Data to process: Begin

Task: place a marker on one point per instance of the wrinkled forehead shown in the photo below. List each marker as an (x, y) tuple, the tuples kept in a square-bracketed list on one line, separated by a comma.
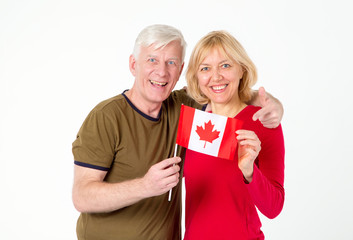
[(208, 50), (172, 49)]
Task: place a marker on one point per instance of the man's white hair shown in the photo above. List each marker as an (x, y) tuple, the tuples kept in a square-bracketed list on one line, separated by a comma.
[(160, 35)]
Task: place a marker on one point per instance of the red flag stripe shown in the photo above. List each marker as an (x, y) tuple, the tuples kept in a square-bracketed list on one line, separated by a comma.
[(185, 124), (229, 142)]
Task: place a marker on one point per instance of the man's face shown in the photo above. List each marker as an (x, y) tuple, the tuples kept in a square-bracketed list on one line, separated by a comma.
[(156, 71)]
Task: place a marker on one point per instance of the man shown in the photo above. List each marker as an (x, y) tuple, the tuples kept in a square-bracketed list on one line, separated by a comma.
[(124, 164)]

Data to process: End

**What you should do**
What is needed is an exact repeat of every entry above, with the pictures left out.

**Result**
Task: place a marker on one point per instance of the wrinkled forehead shown in the photo below. List each marker as an (x, y) tuple, the tuples kept in a square-bracketed list on one line, separated by a comma.
[(208, 50), (172, 49)]
Task: place a marker on one point per instance of the man's white hair shown in the photo above. List each marker as an (x, y) tuple, the tuples kept in a square-bracketed list on one line, separated by a comma.
[(160, 35)]
Task: place a marker on one point per instance of the red flag stripe shown in the photo above. List each marker as an (x, y) tuple, the tuples kept in a square-bracketed list on one line, separated by a comma.
[(185, 124), (229, 142)]
Task: place a marker on one point per instance of the man's face shown in the photo above. List each marker as an (x, y) tuple, the tuples kept in a square-bracketed list on one line, separated by a comma.
[(156, 71)]
Task: place a marker on one point per instance of the man shown in the photo above. List each marker as an (x, y) tuple, the tuples kept in a square-bracketed list on one line, separated by a comma.
[(124, 164)]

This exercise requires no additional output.